TASK INSTRUCTIONS
Begin at the line holding "531L363 526L346 527L322" and set down exactly each line through the last one below, omitting pictures. Include nothing else.

== TASK DATA

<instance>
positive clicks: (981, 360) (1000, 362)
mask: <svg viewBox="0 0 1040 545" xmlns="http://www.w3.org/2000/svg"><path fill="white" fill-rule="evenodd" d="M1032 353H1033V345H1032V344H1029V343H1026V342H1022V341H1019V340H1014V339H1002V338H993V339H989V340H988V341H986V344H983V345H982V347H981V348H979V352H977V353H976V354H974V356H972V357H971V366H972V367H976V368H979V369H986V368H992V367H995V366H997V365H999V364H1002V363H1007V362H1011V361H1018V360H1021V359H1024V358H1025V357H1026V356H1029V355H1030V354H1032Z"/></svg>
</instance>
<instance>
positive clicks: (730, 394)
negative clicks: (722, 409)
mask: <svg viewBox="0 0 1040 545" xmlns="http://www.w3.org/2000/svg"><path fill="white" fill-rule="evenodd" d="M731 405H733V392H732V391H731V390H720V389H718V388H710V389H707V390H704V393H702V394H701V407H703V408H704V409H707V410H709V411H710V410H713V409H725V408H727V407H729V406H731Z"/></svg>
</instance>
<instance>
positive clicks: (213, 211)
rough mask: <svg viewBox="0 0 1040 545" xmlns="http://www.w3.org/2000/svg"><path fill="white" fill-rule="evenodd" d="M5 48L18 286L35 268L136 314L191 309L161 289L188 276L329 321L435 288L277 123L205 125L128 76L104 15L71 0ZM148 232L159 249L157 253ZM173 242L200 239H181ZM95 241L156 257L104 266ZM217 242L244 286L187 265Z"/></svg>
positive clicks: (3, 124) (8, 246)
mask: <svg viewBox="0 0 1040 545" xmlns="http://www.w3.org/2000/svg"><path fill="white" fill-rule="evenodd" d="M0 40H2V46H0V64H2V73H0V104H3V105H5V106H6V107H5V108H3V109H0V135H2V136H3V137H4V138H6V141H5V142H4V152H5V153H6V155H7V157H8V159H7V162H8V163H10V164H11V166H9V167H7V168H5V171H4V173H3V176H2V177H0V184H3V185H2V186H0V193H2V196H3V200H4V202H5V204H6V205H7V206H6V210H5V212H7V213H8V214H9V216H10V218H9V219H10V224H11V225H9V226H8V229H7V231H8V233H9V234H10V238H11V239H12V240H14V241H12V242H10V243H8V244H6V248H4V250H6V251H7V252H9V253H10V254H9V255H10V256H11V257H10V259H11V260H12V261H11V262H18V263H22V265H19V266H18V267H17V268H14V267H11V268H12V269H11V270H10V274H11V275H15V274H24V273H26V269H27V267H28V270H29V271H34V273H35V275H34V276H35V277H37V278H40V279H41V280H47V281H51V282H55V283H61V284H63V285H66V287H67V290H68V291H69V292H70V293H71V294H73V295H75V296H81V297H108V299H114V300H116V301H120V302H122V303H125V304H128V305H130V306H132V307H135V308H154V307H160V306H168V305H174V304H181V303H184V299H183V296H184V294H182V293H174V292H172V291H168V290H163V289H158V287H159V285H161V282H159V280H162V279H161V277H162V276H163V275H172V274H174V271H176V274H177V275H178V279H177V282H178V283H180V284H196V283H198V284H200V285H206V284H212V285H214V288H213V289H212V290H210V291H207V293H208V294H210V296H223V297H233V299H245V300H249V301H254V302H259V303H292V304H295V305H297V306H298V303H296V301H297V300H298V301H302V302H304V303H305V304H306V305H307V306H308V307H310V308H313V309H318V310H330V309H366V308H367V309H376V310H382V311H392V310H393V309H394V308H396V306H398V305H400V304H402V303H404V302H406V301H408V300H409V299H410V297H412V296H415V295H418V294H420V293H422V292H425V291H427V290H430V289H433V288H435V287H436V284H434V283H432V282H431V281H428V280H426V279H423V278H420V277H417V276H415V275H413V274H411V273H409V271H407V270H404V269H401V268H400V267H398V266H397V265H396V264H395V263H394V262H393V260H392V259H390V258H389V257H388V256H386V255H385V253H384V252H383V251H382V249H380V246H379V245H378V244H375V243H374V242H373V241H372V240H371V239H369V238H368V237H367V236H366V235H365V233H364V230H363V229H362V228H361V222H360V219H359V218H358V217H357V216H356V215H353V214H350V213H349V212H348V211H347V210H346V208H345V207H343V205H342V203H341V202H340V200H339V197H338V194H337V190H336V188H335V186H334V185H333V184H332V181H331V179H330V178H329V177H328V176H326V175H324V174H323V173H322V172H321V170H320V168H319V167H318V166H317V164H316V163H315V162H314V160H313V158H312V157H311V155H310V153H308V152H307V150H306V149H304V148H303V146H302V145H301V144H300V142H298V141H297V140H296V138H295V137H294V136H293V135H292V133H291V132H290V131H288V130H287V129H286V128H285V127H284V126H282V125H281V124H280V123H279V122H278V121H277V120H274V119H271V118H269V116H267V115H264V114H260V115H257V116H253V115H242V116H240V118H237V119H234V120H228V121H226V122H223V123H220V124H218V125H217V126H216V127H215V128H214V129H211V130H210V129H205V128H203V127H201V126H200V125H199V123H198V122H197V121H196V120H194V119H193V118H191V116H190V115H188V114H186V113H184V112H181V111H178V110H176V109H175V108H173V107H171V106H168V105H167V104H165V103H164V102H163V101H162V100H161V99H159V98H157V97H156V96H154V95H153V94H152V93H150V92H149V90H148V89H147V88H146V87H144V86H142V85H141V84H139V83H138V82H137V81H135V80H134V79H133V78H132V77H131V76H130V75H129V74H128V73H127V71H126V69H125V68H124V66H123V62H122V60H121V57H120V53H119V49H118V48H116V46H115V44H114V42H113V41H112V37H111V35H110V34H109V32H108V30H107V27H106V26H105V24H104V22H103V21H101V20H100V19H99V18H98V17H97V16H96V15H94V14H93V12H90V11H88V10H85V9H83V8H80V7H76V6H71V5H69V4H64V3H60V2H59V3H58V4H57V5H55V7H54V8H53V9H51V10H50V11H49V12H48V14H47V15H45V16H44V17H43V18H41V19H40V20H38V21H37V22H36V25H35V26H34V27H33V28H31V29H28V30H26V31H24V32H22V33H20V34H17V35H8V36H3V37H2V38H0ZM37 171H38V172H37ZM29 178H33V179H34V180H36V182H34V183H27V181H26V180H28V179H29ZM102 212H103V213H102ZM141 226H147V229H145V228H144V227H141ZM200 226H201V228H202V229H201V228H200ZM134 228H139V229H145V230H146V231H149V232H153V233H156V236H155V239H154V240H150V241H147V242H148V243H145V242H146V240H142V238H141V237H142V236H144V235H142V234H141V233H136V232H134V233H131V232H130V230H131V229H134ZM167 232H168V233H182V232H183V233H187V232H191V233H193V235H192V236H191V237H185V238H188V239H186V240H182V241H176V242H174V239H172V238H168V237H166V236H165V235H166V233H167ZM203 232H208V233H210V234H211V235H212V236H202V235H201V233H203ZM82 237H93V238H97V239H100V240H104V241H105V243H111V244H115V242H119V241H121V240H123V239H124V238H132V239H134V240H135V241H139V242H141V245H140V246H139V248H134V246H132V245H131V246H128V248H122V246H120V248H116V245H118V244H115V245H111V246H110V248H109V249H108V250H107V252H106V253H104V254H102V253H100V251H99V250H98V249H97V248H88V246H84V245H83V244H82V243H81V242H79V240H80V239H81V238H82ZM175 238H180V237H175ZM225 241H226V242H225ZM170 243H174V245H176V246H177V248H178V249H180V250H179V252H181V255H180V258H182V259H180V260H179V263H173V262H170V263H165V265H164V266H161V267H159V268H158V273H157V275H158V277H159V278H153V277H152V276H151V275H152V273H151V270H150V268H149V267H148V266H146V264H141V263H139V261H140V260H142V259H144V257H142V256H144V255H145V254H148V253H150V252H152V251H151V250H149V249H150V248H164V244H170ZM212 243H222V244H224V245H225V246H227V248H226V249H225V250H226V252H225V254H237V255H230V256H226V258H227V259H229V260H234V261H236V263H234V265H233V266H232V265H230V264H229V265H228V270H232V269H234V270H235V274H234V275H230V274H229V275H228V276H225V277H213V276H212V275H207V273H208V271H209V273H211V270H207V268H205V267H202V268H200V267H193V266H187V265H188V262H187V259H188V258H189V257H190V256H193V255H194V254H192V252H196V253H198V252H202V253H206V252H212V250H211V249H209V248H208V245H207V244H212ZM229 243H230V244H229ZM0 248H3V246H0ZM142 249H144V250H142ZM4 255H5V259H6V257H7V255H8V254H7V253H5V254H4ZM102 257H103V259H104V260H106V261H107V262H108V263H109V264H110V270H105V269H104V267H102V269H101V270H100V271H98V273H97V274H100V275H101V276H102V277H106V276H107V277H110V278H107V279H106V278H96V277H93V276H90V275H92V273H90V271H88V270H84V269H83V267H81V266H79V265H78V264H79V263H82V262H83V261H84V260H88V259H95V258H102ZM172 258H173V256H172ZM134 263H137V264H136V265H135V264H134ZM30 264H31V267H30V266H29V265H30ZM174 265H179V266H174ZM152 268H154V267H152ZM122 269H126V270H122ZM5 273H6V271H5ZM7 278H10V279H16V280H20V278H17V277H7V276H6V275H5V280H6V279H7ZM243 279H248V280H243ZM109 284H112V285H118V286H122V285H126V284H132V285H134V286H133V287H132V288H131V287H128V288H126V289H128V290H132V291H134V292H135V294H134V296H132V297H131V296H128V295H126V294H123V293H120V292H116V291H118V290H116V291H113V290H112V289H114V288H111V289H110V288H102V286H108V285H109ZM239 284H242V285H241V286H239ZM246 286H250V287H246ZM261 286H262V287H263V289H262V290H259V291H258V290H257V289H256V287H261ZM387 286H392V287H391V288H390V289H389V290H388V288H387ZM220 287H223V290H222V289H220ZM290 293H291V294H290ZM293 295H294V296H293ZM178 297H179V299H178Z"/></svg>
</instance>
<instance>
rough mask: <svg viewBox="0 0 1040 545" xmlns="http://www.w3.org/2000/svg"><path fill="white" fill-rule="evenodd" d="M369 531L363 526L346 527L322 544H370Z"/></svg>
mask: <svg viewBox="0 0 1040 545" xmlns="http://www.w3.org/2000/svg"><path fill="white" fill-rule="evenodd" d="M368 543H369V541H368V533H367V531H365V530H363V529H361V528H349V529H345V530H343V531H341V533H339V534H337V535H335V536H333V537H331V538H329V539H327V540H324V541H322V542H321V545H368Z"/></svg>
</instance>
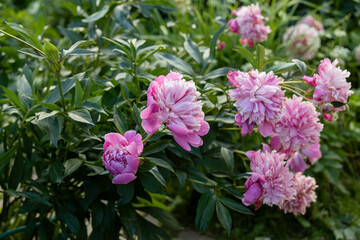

====

OUTPUT OF THE EXERCISE
rough mask: <svg viewBox="0 0 1040 545" xmlns="http://www.w3.org/2000/svg"><path fill="white" fill-rule="evenodd" d="M369 531L363 526L346 527L322 544H370Z"/></svg>
mask: <svg viewBox="0 0 1040 545" xmlns="http://www.w3.org/2000/svg"><path fill="white" fill-rule="evenodd" d="M368 543H369V541H368V533H367V531H365V530H363V529H361V528H349V529H345V530H343V531H341V533H339V534H337V535H335V536H333V537H331V538H329V539H327V540H324V541H322V542H321V545H368Z"/></svg>
</instance>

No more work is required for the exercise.